* Begin Records for this task *
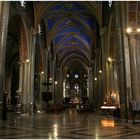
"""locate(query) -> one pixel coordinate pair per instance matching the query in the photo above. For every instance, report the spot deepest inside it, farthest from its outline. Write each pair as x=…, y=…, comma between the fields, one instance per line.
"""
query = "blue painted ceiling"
x=73, y=28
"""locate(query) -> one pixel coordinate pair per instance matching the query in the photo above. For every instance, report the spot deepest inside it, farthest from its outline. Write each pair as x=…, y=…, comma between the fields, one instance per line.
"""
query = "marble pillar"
x=4, y=16
x=103, y=53
x=133, y=65
x=90, y=85
x=32, y=70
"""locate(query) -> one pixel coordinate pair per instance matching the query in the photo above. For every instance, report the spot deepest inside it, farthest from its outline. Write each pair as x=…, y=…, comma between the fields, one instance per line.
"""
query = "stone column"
x=4, y=16
x=53, y=82
x=138, y=63
x=103, y=54
x=32, y=69
x=25, y=84
x=133, y=65
x=90, y=84
x=40, y=101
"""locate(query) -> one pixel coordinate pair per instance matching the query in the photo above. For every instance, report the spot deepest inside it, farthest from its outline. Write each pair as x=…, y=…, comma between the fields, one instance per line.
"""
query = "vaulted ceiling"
x=72, y=31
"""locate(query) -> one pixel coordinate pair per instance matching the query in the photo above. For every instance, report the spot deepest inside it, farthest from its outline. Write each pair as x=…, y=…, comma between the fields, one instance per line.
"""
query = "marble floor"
x=67, y=125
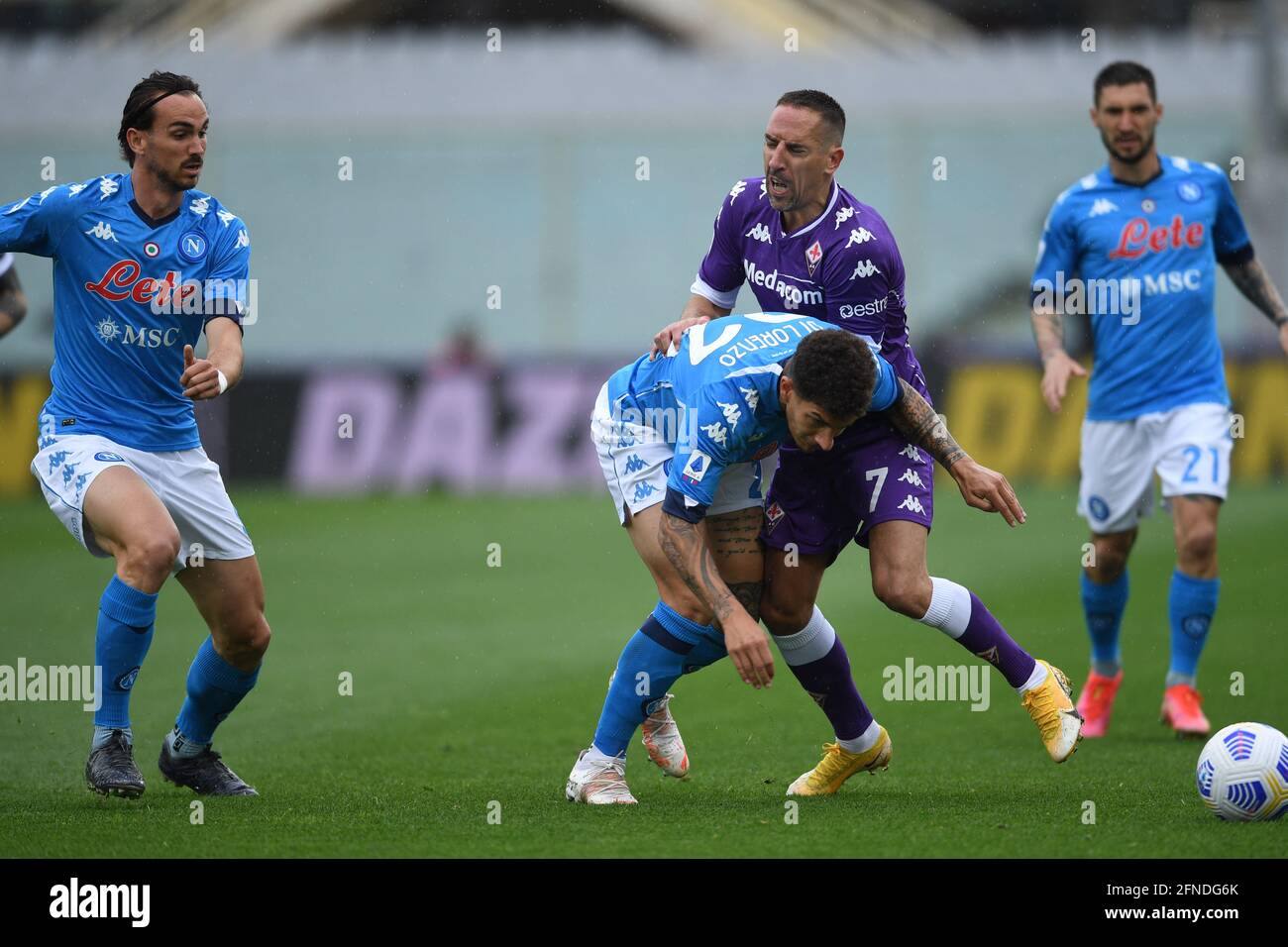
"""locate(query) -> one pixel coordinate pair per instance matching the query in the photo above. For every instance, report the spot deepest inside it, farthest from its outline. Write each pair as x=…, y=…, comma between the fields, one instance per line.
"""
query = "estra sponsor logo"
x=1138, y=239
x=172, y=295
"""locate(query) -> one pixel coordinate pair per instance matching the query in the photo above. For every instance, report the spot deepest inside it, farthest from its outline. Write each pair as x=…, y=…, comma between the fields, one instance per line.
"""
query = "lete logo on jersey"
x=1137, y=239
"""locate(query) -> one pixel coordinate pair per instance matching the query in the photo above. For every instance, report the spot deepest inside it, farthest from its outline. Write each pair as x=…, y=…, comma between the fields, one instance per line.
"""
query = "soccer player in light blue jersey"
* End Records for this task *
**Exercise aim**
Using the records above, output their complete text exactly, minus any images.

**Complete answer**
"""locate(query) -> one pixel coordinate pair per instance matching the query in the photo above. For every instance, report the spot deepest inside it, farthest from its outline. Write each pair as x=…, y=…, comma between the fields, one instance per line.
"""
query = "blue painted ceiling"
x=73, y=28
"""locate(query) -> one pixel coordinate pair per instance matching the query in the photo above. For every instance, report the spot deepest inside it, farthest from its outline. Write each pair as x=…, y=…, comma between the fields, one instance per line.
"""
query = "marble pillar"
x=4, y=16
x=103, y=53
x=133, y=65
x=90, y=85
x=32, y=70
"""locate(query) -> one pixel coordinate pair per instance matching the query in the photo above. For every instance, report the spot deepest inside it, farthest from its outline. Write each pair as x=…, y=…, comma between the fields, one instance per line.
"""
query = "stone column"
x=4, y=16
x=53, y=82
x=138, y=63
x=103, y=54
x=32, y=69
x=25, y=84
x=133, y=65
x=90, y=84
x=40, y=101
"""locate(query) -> one pixel coordinate pair per instance matching the query in the photo above. For every instance, report the spot deepest inside it, farthest from its outline. Write each pair as x=…, y=…, comma between the fields, one instance per line.
"""
query = "vaulted ceiling"
x=72, y=31
"""locate(query) -> one pixel coordinate pair per instance matching the query in the photo above. For every instance, report the spot deepest inside it, farthest from its outline. Write each pair as x=…, y=…, comma between the fields, one instance per line.
"""
query = "marble floor"
x=67, y=125
"""locate(query) -> one pixel coordinate pair per instance matching the query in the photo above. For every instance, report the spot deepest inside it, farthest from its outline. Write each pair as x=…, y=…, comma between the fields, one instance per line.
"""
query = "estra sponsor logo"
x=1138, y=239
x=172, y=295
"""locate(query) -> one pixel coordinate pair per instance matching the query in the photo above. For every instance, report the spot deepest inside it, farthest from its outline. Write each pair as x=…, y=…, comma between the fields, one instance per line.
"""
query = "lete logo on jersey"
x=1137, y=239
"""locate(query) -> one pixel coordinate pair per instance matching the query in the photo above. For every instance, report the spot deepest inside it, farthest from its outline. Write each pair as x=…, y=…, comma between the fields, one instance per line.
"""
query = "soccer player in light blue jersey"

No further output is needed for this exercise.